Give only the number of rows below that contain the string "trunk". Case counts.

● ● ● ● ●

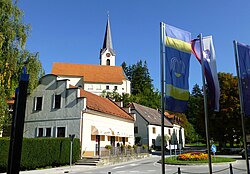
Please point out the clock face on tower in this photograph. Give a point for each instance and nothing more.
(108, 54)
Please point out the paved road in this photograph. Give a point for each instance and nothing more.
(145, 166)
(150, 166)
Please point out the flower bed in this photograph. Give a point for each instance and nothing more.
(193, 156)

● ● ● ● ●

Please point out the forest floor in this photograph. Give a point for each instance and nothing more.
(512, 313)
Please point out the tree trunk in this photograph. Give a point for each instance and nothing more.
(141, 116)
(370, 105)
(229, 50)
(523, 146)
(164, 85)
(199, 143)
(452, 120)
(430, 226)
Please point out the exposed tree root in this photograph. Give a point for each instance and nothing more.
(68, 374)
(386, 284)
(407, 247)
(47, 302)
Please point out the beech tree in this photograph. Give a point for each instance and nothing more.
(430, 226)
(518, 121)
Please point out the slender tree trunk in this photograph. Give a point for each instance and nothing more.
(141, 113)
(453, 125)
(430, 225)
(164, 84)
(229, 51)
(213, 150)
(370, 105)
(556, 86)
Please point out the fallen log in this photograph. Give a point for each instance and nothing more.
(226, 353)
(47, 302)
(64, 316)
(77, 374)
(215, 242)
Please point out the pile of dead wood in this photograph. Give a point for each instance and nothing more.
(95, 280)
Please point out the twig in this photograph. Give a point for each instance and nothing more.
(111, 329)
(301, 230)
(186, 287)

● ● ● ● ●

• [THE REPLY] 2